## GIVEN TEXT
The plan for `RDF::SAK` was always to turn it into a live engine that
could be accessed and updated online. Nevertheless, due to its
decidedly organic origins, it was (and still very much is) a huge mess
that needed (and still needs) several rounds of intense refactoring. I
began this work in December of 2021 but suspended it a few weeks later
due to an injury, and this refactor had to take a back seat to other
priorities for most of 2022. I decided early this year (2023) I was
going to complete the overhaul no matter what, which, it later turned
out, the [Summer of Protocols](https://summerofprotocols.com/)
organizers have graciously elected to sponsor.

> I have also gotten some interest, beginning last year, in the use of
> IBIS as a planning tool. Part of the impetus for getting `RDF::SAK`
> to a state where it can take over from the torpid `App::IBIS` is
> that I have an [entire project planning
> framework](https://vocab.methodandstructure.com/process-model#)
> based on
> [IBIS](https://en.wikipedia.org/wiki/Issue-based_information_system)
> for which any tooling will need a more flexible substrate. I am also
> grateful for my clients who support this development.

This project also represents a confluence of over two decades of work
on the Web. What is now called `Intertwingler` closely tracks a design
I sketched out back in 2006 for a "Web substrate", with the intent of
decoupling functionality that _generates_ content from that which
_manipulates_ it, on the premise that separating the two would result
in both ending up markedly simpler. This design drew on technique I
had developed at my first tech job back in 1999.

> During my night shifts in 1999-2000 as a baby system administrator,
> I had a lot of time to mess around with
> [`mod_perl`](https://perl.apache.org/), the Perl bindings for the
> Apache API. One thing you learn when you work directly with a server
> API is that almost all Web development happens in a tiny corner (the
> _response handler_ or _content handler_) of what _you_ are able to
> address. It turns out there are several other places one can
> manipulate both the request _and_ response (header twiddling, URL
> rewriting, access control, filters — albeit filters came a couple
> years later) that are orthogonal to the actual application. Indeed,
> many Web application frameworks recapitulate this structure within
> their own confines, and the result is undoubtedly a whole lot of
> redundant code.

I had had a personal site from 1998 to about 2003, and by 2008 I was
ready to put one up again. It was around this time I had realized that
one could use XSLT (which I had picked up in 2001) to transform
(X)HTML into _itself_, meaning it could be used _in the browser_ as an
extremely lazy Web template engine that does its page composition at
the _network_ level. This means you can mix content sources on the
server side, which can be any mixture of static or dynamic content
written in any programming language or framework you like, since all
communication happens using standard protocols and data formats. This
is a technique I have used and expanded on for the last 15 years.

> Specifically, I have written [an RDFa query
> engine](https://github.com/doriantaylor/xslt-rdfa) (2016) and
> [seamless transclusion
> mechanism](https://github.com/doriantaylor/xslt-transclusion)
> (2018). While XSLT is still actively developed and used in
> publishing _outside_ the Web, I am somewhat concerned about its
> future as a native capability in the browser. XML is irredeemably
> out of fashion in mainstream Web circles (despite ostensibly having
> been reinvented as "custom elements"), but in my opinion XSLT is,
> for reasons too numerous to articualate here, unparalleled in its
> ability to manipulate markup — which is why I continue to use
> it. Indeed, [a compact, easier-to-type XSLT
> syntax](https://doriantaylor.com/file/xslt-mockup) similar to
> [RelaxNG](https://www.oasis-open.org/committees/relax-ng/compact-20021121.html)

## DATA SECTION
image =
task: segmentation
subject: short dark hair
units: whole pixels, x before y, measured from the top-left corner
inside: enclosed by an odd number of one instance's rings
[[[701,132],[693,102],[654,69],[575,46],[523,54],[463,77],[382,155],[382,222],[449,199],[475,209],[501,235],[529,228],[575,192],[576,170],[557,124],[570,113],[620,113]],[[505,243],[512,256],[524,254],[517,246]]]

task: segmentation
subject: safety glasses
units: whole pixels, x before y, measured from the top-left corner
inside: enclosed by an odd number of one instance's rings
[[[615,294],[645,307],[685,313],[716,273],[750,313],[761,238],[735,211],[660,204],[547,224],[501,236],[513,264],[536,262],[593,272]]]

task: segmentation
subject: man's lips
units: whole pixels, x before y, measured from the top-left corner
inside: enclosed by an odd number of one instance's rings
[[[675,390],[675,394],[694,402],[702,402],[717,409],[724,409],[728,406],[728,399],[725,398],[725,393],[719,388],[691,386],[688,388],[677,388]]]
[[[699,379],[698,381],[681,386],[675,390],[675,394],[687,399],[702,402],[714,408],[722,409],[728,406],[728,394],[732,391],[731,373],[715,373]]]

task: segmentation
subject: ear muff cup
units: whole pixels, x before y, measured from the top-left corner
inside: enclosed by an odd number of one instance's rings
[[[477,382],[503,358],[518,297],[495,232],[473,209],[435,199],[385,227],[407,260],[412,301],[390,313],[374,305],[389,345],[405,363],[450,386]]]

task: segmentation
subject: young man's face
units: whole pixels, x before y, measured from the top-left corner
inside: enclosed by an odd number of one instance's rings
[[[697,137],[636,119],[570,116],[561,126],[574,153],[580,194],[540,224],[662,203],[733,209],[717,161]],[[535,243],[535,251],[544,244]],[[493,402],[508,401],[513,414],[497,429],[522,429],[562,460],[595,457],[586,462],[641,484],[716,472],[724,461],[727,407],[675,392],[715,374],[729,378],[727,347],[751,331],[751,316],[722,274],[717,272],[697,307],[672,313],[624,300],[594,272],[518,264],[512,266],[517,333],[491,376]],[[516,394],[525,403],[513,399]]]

## PROBLEMS
a. Reproduce the text on the RDF::SAK overhaul from "This project also" to "back in 1999.".
b. Write the next part of the text on the RDF::SAK overhaul, picking up after its last line.

## ANSWERS BELOW
a.
This project also represents a confluence of over two decades of work
on the Web. What is now called `Intertwingler` closely tracks a design
I sketched out back in 2006 for a "Web substrate", with the intent of
decoupling functionality that _generates_ content from that which
_manipulates_ it, on the premise that separating the two would result
in both ending up markedly simpler. This design drew on technique I
had developed at my first tech job back in 1999.

b.
> may be enough to renew interest in it. I should note that the use of
> XSLT is not strictly necessary; you could probably acccomplish the
> same effect using (a lot more) JavaScript.

When I went to put the site up in 2008, I was keenly interested in
creating _dense hypermedia_ (though I would coin that term much
later). I wanted to convey information without forcing the audience to
read any more than they had to. The constraints were:

1. that no page should be so long that it scrolls (on an average
desktop monitor),
2. any digressions, footnotes or parenthetical remarks would be
hived off to their own page and linked,
3. no `404` errors — URLs do not get exposed to the wild until there
is something at that location.

These constraints made it very difficult to operate. For one, having
to stop and think up a URL for a page because you happened to digress
a bit in the page you were just writing (which, since URLs tend to
track with titles, ultimately meant coming up with a title) is a
jarring context switch of considerable cognitive overhead. Moreover,
this would an exponential jump in workload, because the digressions
would invariably generate their own digressions, and since nothing
could ship until all of it was complete (or at least roughed in), it
would take forever to do anything. Notwithstanding, I got about 40
pages into what I called a [Resource Handling and Representation
Policy](https://doriantaylor.com/policy/resource-handling-and-representation)
done in this style, before I gave up and decided to just write essays.

> This policy manual actually worked out a number of design decisions
> that are still perfectly valid fifteen years later, and have made
> their way into the `Intertwingler`.

The experience of writing this policy promptly moved me to start
thinking about a mechanism that would enable information resources to
be stored under canonical identifiers (specifically
[UUIDs](https://datatracker.ietf.org/doc/html/rfc4122) and
[cryptographic hashes](https://datatracker.ietf.org/doc/html/rfc6920))
that traded off legibility for being _durable_, and overlay
human-friendly addresses on top. It would likewise track changes to
these addresses, try to fix errors, and ensure _all_ URLs on a domain
that have _ever_ been exposed to the wild route to _something_. I got
this subsystem to finally work in `RDF::SAK` in 2019, and it remains
present in `Intertwingler`.

> The need to solve the same problem for fragment identifiers led me
> ([apparently back in
> 2012](https://metacpan.org/pod/Data::UUID::NCName)) to invent [a
> compact UUID
> representation](https://datatracker.ietf.org/doc/html/draft-taylor-uuid-ncname)
> which I am (slowly) trying to get graduated into an RFC.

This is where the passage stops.